What you need to do
Everything in the data except the pictures belongs in your answer, copied exactly.

:: Data for processing

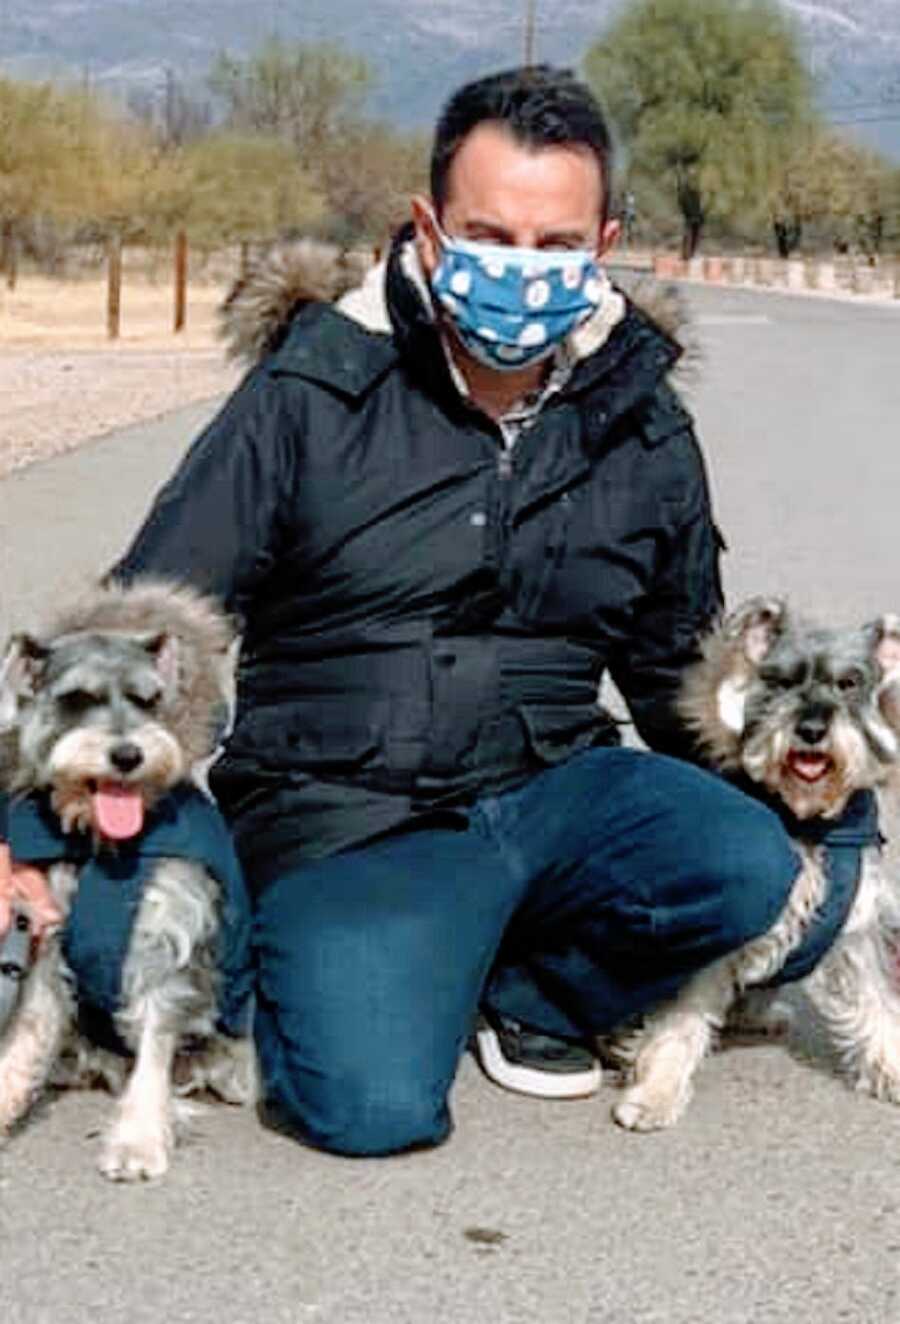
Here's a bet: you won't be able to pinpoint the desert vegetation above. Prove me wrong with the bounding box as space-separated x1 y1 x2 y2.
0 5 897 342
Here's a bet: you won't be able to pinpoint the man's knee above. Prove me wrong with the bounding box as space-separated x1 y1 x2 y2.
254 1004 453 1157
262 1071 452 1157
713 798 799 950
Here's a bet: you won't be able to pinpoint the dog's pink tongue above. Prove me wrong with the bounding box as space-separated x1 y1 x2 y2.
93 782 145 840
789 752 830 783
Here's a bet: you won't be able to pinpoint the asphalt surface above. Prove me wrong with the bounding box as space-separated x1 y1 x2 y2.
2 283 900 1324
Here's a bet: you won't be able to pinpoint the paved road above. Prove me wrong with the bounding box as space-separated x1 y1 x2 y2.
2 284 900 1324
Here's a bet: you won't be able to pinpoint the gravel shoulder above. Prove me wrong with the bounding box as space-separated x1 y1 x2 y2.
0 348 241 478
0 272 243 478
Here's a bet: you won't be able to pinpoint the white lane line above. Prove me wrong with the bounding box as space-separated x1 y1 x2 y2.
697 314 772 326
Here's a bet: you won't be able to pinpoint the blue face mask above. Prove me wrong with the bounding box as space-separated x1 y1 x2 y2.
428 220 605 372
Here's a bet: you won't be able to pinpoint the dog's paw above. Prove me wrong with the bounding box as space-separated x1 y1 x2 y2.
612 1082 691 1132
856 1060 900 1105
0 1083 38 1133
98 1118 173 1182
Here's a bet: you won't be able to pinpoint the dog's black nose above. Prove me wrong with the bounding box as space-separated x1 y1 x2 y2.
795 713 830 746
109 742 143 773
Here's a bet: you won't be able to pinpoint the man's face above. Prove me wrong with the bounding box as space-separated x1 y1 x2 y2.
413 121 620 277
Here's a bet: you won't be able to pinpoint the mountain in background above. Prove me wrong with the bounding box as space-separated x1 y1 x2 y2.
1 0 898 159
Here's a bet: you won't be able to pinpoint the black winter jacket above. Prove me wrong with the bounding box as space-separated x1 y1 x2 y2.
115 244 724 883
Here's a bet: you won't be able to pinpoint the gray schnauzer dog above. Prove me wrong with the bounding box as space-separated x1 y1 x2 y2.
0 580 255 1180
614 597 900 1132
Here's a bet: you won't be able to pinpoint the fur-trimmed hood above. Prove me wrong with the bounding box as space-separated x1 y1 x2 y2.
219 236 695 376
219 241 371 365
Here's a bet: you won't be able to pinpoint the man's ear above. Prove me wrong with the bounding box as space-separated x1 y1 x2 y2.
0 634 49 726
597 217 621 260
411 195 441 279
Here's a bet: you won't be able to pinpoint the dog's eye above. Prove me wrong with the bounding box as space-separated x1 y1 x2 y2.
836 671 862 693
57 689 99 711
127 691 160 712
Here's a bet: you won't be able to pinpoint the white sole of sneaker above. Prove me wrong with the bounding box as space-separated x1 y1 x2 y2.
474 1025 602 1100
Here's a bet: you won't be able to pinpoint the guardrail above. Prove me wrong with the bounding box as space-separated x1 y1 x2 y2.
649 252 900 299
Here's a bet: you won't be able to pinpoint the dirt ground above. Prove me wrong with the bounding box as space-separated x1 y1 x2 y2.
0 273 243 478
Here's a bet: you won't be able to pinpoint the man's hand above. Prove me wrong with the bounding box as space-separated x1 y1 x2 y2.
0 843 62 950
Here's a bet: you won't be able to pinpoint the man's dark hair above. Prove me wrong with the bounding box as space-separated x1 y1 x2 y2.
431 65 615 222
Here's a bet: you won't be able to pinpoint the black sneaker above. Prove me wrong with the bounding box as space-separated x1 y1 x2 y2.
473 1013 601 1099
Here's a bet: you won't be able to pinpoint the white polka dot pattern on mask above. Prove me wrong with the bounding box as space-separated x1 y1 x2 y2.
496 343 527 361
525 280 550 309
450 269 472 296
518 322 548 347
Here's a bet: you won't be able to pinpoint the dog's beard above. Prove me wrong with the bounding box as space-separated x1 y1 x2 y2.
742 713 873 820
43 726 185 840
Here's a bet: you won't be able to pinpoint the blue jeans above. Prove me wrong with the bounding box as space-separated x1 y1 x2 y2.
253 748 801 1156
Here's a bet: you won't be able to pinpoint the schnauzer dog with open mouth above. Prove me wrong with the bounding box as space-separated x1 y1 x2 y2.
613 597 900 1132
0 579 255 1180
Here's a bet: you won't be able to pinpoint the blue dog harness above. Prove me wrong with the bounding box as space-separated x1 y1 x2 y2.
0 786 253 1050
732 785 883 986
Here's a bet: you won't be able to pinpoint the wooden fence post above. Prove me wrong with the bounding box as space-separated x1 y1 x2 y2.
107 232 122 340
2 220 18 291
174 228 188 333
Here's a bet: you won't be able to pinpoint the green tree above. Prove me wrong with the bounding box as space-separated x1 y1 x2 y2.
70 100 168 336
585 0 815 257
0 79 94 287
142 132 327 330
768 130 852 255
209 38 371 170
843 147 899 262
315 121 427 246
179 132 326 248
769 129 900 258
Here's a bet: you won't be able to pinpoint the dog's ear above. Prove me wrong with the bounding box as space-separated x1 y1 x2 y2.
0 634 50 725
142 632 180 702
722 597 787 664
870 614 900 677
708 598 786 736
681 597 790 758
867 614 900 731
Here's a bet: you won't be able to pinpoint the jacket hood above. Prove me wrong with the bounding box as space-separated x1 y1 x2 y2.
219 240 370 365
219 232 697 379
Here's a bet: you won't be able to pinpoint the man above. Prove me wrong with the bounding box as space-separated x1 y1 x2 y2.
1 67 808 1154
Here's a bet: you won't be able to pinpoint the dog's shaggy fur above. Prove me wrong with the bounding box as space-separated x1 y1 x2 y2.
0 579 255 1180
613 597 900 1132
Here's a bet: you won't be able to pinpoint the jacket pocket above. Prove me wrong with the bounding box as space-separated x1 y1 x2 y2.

::::

The answer
Here's a bet: you won't be able to pinpoint the desert vegetation above. Prove me wrong with the bounding box as space-separated x1 y1 x2 y2.
0 5 897 342
Here's a bet: you won't be able to pinpoint the man's knee above. Prove me wrong with the bounding box as space-separated x1 y1 x2 y2.
254 1004 453 1157
262 1071 452 1157
713 798 799 950
Here's a bet: you won't be able to pinpoint the dog's pink tongue above. Prove me wrong with the bounding box as space-separated x1 y1 x2 y2.
93 782 145 840
789 752 830 783
Here's a bet: you won't be able to pinpoint the asphalt surface above. Prove me wrong with the bounding box as space-separated x1 y1 x2 y2.
2 283 900 1324
Here's a bet: you won't be able to pinpoint the paved road above. Prove me wrong with the bounding box as space-separated x1 y1 x2 y2.
2 284 900 1324
Here's a bet: you won't be able to pinpoint the gravel shoulder above. Prove me wrong with the bounding box as space-separated x1 y1 x2 y2.
0 348 241 478
0 272 243 478
Here's a bet: you won't be able to pinpoint the white lane line above. Prove me wrong with the bounding box as space-separated x1 y1 x2 y2.
697 314 772 326
Here's a bet: you won't be able to pinpoint the blue face mask above. Prove me wrong with the bounding box as space-separated x1 y1 x2 y2.
428 220 605 372
Here's a bet: you won't be able to pinpoint the dog's paw above. Prove me wrong with the bounding box as space-separated x1 y1 x2 y2.
612 1082 691 1132
856 1060 900 1105
0 1083 38 1133
98 1118 173 1182
Here's a bet: you won't be able to pinpoint the dog's black nose above. Prove me wrong with the bounding box as space-separated x1 y1 x2 y2.
795 713 830 746
109 742 143 773
Here's a bet: you won't be able to pinpoint the man's face above. Prove me wrong with the bounding box as space-separated x1 y1 x2 y2.
413 121 620 277
Here's a bet: you won't be able to pinpoint the mountain in background above. Prove me wrong with the bounding box as space-separated x1 y1 x2 y2.
1 0 898 159
Here's a bet: you won't be able to pinpoint the black winter jacket above. Prove me wrong with the bounding box as space-separated x1 y1 x2 y2.
115 244 724 883
Here's a bet: you won't be able to pinpoint the gray schnauzer dog above. Prove me wrong with the bounding box as space-separated x1 y1 x2 y2.
0 580 255 1180
614 597 900 1132
Here's a bet: you won't be able to pinpoint the fur-trimmed hood above. Prove me wrong with the bounding box as space-separated x1 y1 x2 y2.
219 236 695 376
219 241 371 365
Here's a bet: you won't be able to pinpoint the man's ear above. Prove me wrong with the bounding box as space-separated x1 y1 x2 y2.
0 634 49 726
597 217 621 260
411 195 441 279
Here's a bet: you won't be able to pinpoint the dog's eye above. Prove me wrong with the bounding box as space-separated x1 y1 x2 y2.
836 671 862 693
57 689 99 711
127 691 160 712
Here's a bet: you won't be able to pinpoint the white sole of sneaker above. Prove me wrong with the bounding box as space-separated x1 y1 x2 y2.
474 1025 602 1100
Here's a bet: you won't be able to pinpoint the guardrail above. Prove me wrong with the bounding box as space-separated x1 y1 x2 y2.
649 252 900 299
Here's a bet: you won't be able to pinpoint the dirt ground above. Prove me wrong with the bounding box as space-separated x1 y1 x2 y2.
0 273 243 478
Here's a bet: you won't be able to pinpoint the man's hand above. Prove me wrong with the bounding box as space-separated x1 y1 x2 y2.
0 843 62 950
Here's a bet: you won't be able to pinpoint the man's dark hair above. Prove me wrong with the bounding box as space-separated x1 y1 x2 y2.
431 65 615 222
Here's a bet: you won't be able to pinpoint the black sneaker above. Prove me wrong with the bounding box as space-separated x1 y1 x2 y2.
473 1013 601 1099
Here's a bet: you won't be able to pinpoint the white polka dot pattern on mask above. Prove me wrong with the bounding box as space-separated x1 y1 x2 y2.
496 343 527 361
525 280 550 309
450 269 472 296
518 322 548 347
Here's a bet: you won't be able to pinpoint the dog's beard above. Prove me wrong with the bounding box as space-separated x1 y1 x2 y2.
742 713 873 820
43 726 185 840
Here's a bet: you won't be able to pinpoint the blue jeans above. Prove me wrong with the bounding box as space-separated x1 y1 x2 y2.
253 748 801 1156
Here's a bet: you won't be able to pinpoint the schnauzer dog with open mouth above. Prove me wrong with the bounding box as space-separated x1 y1 x2 y2.
613 597 900 1132
0 579 255 1180
Here's a bet: you won't be able to pinpoint the blue dog harness above. Prove me wrong with the bounding box as space-separated x1 y1 x2 y2.
0 786 253 1050
732 785 883 986
Here's a bet: you won't be able to pinpoint the wooden fence post above. Prove me wrong with the bounding box as space-separated x1 y1 x2 y2.
107 232 122 340
2 220 18 291
174 228 188 333
Here's a bet: you won't be able to pinpoint the green tree above. Prove me wrong with the bounding box as space-separated x1 y1 x2 y2.
70 100 168 336
585 0 815 257
0 79 94 287
142 132 327 330
768 130 852 255
209 38 371 170
843 147 899 262
315 121 427 246
179 132 326 248
769 129 900 258
Here's a bet: you won't be able to pinpoint the dog's ear above. Prove me wrong with the bounding box as space-separated x1 y1 x2 y2.
0 634 50 725
142 632 180 702
722 597 787 664
870 614 900 677
708 598 786 736
681 597 790 758
867 614 900 731
Here's a bet: you won't be able to pinpoint the jacket hood above. Prove me wrong with the bounding box as space-separated x1 y1 x2 y2.
219 240 370 365
219 232 697 379
Here's a bet: you won't be able to pinpoint the man above. Prove me wrong with the bounding box as space-separated x1 y1 x2 y2.
1 67 808 1154
Here's a bet: you won't be able to pinpoint the dog's shaggy fur above. Prove me wrong with the bounding box as space-separated x1 y1 x2 y2.
0 579 255 1180
613 597 900 1132
Here's a bet: you won't be able to pinpoint the jacket pocket above. Prove me wrong with the bounding box as space-separated x1 y1 x2 y2.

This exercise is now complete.